Start of SUPPLIED MATERIAL
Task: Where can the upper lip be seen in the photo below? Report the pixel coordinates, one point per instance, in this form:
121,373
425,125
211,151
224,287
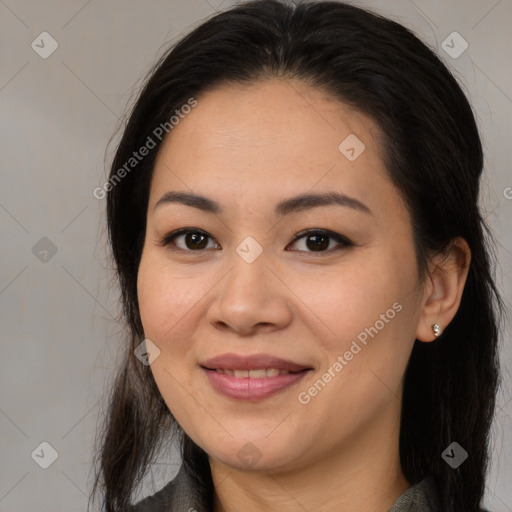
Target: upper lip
251,362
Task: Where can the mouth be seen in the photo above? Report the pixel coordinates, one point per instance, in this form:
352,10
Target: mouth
254,377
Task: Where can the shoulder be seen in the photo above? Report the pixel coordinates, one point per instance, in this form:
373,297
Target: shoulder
421,497
180,494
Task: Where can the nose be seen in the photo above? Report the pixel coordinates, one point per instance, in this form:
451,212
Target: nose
250,298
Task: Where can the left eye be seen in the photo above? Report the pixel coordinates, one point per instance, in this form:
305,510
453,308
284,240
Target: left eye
315,241
319,241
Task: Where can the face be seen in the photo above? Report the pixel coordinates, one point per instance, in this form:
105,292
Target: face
284,326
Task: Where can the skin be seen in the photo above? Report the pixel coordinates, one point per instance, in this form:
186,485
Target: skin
249,147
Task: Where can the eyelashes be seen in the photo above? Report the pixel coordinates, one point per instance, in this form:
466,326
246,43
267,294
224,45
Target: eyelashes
199,241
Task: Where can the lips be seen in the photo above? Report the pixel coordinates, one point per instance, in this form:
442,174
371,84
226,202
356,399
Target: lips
254,362
252,377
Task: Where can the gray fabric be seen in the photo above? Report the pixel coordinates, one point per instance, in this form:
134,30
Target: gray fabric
421,497
182,495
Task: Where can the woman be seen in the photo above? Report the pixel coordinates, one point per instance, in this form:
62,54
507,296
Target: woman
304,270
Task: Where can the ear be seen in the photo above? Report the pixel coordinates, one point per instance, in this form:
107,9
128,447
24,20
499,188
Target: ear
443,289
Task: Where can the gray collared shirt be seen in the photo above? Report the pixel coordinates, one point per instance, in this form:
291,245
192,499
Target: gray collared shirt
182,495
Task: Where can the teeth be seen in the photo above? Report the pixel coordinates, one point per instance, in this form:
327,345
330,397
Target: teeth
260,373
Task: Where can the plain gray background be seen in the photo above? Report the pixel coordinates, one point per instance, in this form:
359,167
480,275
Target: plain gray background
59,311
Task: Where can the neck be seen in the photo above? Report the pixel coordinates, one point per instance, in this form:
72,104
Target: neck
360,475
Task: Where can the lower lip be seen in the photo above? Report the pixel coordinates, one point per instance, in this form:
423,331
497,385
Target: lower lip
246,388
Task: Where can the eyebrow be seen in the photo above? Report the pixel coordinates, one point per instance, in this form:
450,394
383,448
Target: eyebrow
286,207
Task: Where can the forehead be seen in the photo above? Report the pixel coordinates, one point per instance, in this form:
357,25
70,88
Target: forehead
271,139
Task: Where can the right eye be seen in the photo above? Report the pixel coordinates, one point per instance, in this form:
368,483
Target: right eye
192,240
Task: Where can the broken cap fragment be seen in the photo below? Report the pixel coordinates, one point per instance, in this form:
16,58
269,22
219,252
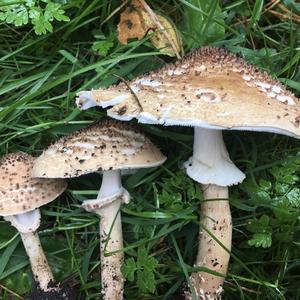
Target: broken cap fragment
21,193
108,145
209,88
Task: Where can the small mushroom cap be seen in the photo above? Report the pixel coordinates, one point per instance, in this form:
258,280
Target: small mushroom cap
19,192
210,88
108,145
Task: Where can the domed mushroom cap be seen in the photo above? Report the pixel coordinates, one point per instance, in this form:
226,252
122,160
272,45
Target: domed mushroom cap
210,88
109,145
19,192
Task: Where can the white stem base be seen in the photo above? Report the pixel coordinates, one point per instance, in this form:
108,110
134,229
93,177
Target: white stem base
38,261
27,224
216,218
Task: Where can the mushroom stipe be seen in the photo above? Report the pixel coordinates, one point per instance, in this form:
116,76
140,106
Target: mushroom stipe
211,90
111,147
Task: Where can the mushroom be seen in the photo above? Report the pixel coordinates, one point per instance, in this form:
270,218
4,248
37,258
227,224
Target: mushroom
109,147
20,199
211,90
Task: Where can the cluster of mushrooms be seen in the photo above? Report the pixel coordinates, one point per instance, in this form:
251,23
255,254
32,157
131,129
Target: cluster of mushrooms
211,90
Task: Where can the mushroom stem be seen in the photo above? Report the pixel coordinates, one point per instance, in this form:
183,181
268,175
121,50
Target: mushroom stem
216,222
111,237
213,169
27,224
38,261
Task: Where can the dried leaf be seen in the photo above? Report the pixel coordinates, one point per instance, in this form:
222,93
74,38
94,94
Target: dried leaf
161,42
131,25
138,19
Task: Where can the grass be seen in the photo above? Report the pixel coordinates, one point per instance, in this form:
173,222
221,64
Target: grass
39,78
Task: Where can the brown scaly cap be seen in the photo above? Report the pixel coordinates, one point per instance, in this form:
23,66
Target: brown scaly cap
109,145
19,192
209,88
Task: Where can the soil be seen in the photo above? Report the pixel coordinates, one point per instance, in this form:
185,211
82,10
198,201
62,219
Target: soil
62,293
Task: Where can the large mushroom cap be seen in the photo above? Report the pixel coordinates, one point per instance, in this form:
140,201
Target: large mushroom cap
210,88
19,192
109,145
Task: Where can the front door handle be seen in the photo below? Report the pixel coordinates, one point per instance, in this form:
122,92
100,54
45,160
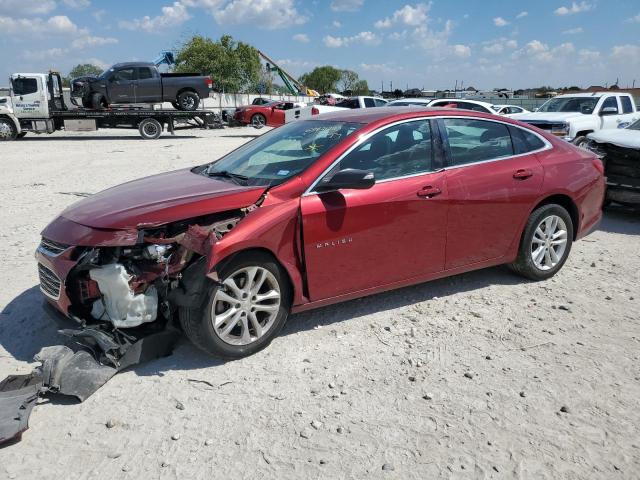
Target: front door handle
523,174
429,191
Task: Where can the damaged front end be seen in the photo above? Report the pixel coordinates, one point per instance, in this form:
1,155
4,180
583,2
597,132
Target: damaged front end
123,300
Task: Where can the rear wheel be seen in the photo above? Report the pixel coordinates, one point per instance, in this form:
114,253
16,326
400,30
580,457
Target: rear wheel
258,120
545,244
245,312
7,130
188,101
150,129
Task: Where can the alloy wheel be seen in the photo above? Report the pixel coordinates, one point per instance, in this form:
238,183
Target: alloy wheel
246,305
549,242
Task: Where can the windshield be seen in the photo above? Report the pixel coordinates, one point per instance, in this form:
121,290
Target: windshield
584,105
280,154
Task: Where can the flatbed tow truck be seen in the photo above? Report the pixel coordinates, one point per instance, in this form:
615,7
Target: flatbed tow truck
36,105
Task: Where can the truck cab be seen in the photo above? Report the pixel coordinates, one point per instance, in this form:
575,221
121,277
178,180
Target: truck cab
574,116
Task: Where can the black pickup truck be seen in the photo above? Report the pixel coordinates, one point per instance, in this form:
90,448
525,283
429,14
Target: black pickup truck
141,82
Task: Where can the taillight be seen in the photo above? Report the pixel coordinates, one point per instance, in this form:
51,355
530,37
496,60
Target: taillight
599,165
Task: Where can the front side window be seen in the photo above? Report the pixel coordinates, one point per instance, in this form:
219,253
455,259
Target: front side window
124,75
472,141
610,102
280,154
397,151
24,86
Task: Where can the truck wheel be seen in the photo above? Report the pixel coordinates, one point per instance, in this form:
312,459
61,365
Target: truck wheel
7,130
258,120
244,312
98,102
188,101
150,129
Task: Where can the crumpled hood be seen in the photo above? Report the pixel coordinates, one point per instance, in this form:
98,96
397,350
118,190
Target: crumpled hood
555,117
622,137
160,199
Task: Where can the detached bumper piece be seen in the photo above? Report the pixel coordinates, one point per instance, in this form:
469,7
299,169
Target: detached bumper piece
78,373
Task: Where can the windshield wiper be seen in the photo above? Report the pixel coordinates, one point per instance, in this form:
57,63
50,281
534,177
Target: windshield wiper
226,174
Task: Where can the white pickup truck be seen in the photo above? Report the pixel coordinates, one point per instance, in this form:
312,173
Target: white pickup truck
574,116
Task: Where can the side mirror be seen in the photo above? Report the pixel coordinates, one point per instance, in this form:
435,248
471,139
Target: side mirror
349,178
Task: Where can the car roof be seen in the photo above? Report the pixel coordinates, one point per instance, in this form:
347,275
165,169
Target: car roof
371,115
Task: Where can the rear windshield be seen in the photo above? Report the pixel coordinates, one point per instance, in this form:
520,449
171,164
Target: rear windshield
282,153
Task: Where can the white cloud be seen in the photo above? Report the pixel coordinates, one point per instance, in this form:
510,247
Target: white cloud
26,7
91,41
59,24
77,4
409,15
462,51
172,16
574,8
346,5
301,37
268,14
364,38
500,22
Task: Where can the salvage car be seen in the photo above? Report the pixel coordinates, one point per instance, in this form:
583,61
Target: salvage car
141,82
272,114
619,150
316,212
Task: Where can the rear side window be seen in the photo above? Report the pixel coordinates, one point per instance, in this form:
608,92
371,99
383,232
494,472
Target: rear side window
472,141
627,107
144,73
397,151
24,86
525,141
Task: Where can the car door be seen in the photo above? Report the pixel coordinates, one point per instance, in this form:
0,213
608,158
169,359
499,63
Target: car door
359,239
147,87
121,85
491,187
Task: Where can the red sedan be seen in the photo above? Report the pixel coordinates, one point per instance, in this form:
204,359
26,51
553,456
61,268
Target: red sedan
316,212
271,114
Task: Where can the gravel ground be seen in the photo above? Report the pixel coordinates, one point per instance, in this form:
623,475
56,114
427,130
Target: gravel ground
481,375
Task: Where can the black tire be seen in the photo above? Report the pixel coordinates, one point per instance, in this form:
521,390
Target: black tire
98,102
188,101
197,323
258,120
8,130
150,129
524,264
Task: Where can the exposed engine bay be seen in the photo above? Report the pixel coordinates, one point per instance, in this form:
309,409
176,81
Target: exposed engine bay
124,300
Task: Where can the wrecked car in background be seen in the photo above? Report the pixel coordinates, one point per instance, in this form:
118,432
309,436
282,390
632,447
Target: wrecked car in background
619,150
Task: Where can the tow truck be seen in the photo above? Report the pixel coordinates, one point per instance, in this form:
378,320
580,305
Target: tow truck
36,105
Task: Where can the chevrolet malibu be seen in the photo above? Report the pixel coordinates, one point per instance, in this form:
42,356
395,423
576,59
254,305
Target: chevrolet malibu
317,212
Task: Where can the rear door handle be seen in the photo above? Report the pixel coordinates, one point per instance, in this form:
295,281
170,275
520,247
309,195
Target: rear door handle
523,174
429,192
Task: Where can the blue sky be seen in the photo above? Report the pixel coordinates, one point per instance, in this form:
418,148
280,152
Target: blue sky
430,44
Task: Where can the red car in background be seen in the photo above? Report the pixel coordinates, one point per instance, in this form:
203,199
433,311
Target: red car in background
317,212
271,114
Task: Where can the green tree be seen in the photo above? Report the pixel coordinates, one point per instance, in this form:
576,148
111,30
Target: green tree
323,79
233,66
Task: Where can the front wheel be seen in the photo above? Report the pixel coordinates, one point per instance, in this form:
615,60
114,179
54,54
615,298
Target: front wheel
545,244
8,130
243,313
188,101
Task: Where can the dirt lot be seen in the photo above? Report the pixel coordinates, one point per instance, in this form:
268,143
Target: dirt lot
482,375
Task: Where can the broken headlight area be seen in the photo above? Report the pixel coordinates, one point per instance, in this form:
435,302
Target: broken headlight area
125,299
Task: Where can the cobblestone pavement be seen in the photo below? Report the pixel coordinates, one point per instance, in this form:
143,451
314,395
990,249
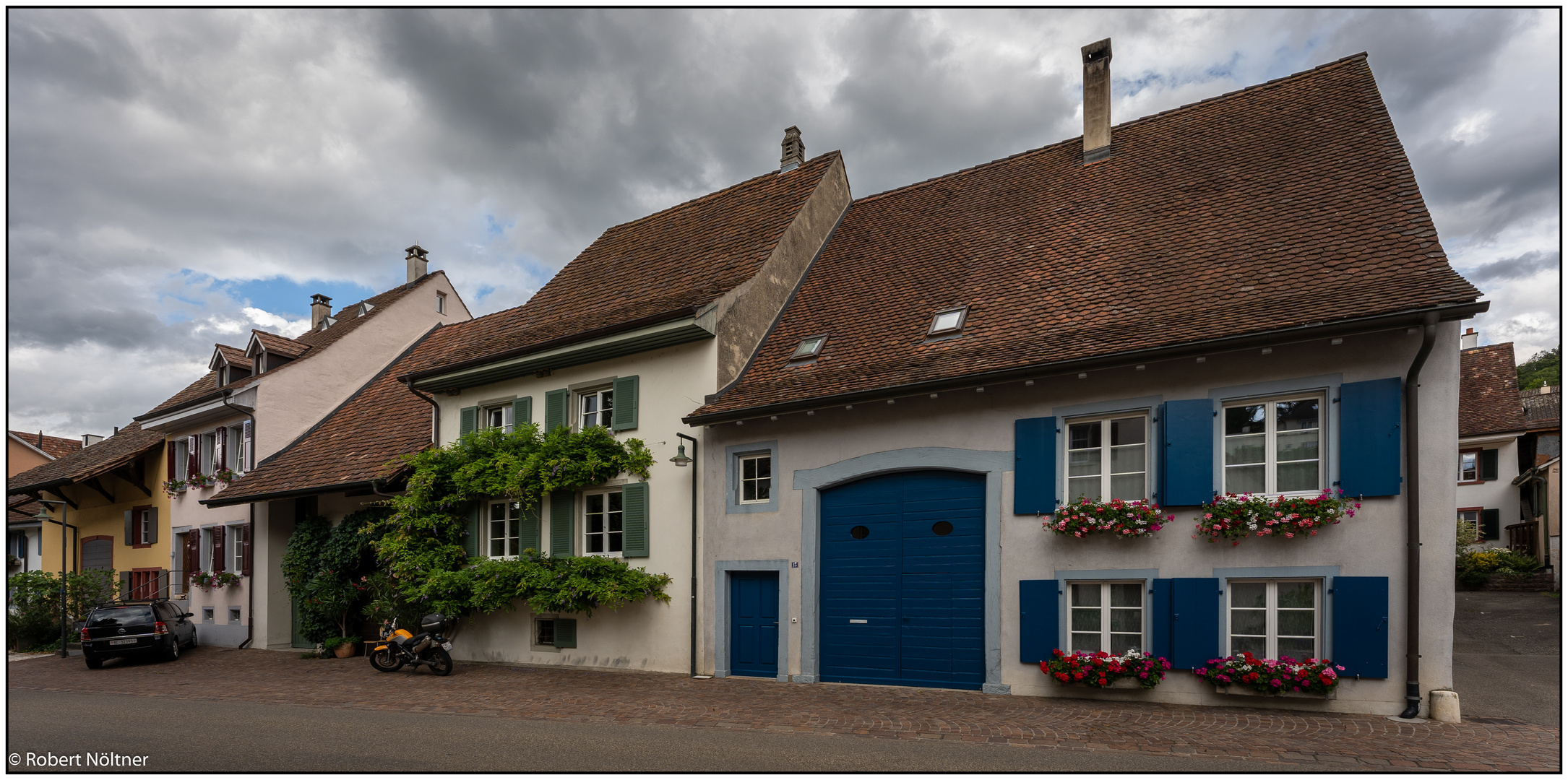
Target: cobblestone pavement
1324,741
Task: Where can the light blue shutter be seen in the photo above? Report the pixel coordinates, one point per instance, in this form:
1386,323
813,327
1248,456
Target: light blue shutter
634,521
1369,438
1361,625
561,536
1186,453
1038,620
623,415
1035,466
556,410
1195,620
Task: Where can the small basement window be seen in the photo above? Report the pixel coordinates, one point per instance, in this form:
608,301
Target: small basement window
949,321
809,347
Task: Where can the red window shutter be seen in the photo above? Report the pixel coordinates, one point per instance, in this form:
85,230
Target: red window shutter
217,549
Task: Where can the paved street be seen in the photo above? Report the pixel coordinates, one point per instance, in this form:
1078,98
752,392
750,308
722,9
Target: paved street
1507,655
709,724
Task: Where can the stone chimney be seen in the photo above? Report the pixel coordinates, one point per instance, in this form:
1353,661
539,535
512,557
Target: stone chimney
1096,100
416,262
320,309
794,151
1468,339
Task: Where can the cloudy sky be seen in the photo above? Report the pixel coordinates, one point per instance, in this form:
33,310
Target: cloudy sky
178,178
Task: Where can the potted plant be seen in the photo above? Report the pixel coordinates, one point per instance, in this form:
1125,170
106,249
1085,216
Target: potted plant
1236,517
1115,517
1249,675
1131,670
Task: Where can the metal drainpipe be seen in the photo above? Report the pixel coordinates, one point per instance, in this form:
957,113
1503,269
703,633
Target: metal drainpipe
1429,334
695,466
250,532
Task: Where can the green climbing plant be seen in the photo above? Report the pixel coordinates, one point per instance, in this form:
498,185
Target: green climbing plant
421,544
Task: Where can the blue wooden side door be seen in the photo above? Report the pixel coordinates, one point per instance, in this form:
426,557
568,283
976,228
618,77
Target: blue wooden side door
754,624
904,580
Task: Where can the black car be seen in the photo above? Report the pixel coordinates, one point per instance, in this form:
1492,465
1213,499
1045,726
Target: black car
135,628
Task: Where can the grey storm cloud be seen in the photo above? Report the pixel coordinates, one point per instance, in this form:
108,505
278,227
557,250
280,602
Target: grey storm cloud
162,157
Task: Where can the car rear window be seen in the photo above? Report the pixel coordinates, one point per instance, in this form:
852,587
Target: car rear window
121,616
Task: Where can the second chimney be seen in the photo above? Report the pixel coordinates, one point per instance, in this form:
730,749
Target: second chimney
320,309
794,151
416,262
1096,100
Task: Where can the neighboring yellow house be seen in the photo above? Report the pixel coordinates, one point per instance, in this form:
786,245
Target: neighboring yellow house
116,516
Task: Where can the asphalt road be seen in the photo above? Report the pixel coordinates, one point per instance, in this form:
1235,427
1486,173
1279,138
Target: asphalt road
1507,655
269,738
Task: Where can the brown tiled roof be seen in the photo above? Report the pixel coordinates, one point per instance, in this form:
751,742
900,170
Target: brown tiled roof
108,455
52,445
305,347
1543,410
360,441
1278,206
1489,391
665,264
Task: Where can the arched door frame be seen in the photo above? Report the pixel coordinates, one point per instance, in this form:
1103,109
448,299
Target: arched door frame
988,462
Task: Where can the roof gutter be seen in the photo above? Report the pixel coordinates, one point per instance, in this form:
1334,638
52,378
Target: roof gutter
1112,360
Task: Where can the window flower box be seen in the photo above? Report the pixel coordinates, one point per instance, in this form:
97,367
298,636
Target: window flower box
1249,675
1115,517
1101,670
1238,517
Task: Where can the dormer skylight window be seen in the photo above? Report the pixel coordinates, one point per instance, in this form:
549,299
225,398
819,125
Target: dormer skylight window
949,321
809,347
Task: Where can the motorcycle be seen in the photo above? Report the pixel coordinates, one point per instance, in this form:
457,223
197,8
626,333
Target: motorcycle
400,647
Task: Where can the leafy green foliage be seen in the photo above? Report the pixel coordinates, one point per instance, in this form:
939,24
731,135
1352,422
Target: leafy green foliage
422,542
1542,368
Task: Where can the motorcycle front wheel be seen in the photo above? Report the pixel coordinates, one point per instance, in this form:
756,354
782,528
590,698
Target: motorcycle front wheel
386,660
439,663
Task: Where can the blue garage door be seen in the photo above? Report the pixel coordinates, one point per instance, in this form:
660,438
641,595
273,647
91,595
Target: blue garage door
904,580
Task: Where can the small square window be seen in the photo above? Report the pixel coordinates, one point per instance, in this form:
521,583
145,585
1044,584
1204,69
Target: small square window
809,347
949,321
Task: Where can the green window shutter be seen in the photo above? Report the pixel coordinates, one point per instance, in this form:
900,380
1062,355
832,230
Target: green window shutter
561,524
634,521
556,403
471,541
624,411
565,632
529,530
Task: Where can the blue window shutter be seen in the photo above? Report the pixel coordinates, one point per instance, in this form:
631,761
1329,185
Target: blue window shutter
1035,466
1038,620
1361,625
471,541
623,415
1195,620
1369,417
1160,624
556,403
1187,453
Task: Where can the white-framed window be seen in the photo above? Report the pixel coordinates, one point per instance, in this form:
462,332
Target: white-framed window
1108,458
1275,618
595,407
757,478
603,522
1274,445
496,417
501,533
1106,616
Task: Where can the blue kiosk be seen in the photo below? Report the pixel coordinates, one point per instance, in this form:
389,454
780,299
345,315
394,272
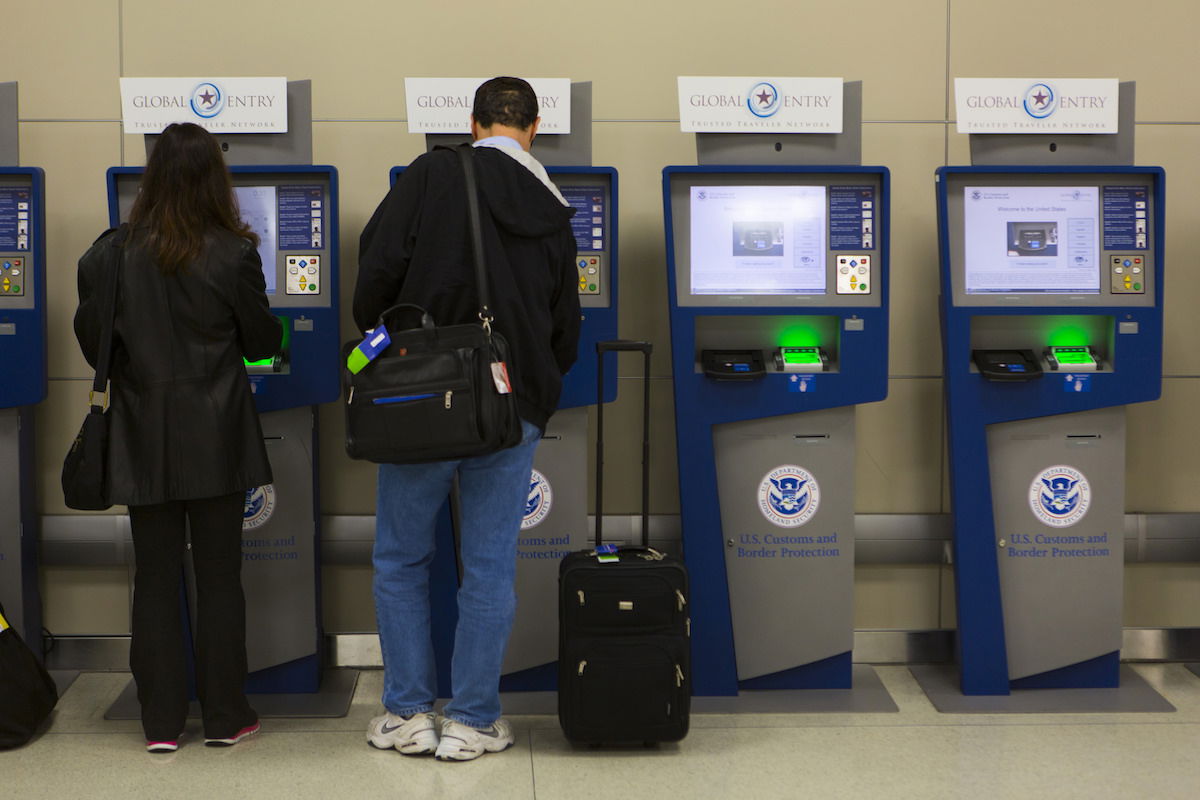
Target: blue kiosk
293,206
778,287
1053,323
556,519
23,355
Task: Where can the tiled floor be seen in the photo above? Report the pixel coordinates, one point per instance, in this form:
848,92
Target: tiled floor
915,753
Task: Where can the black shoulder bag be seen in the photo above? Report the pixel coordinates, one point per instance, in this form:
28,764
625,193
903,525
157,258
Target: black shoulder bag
85,468
437,392
28,691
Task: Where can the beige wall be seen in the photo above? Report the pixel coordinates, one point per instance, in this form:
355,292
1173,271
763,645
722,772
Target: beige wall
69,54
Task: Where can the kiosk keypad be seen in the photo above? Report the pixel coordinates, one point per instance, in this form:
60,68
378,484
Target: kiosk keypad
12,277
855,275
304,275
589,272
1128,274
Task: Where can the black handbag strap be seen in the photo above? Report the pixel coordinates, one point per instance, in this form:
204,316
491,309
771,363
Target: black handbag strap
100,385
467,156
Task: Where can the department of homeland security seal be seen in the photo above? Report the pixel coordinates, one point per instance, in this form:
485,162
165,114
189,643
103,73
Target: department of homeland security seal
End of SUPPLIED MATERIAL
**WHAT THE TASK ASKS:** If a line in the entries above contains the word "seal", copy it.

**WRITTEN RESPONSE:**
Task: Where can the department of homeland security seal be seen in the photo above? Report the pixel coordinates, one point per instance, in this form:
Target: department of homeland security seal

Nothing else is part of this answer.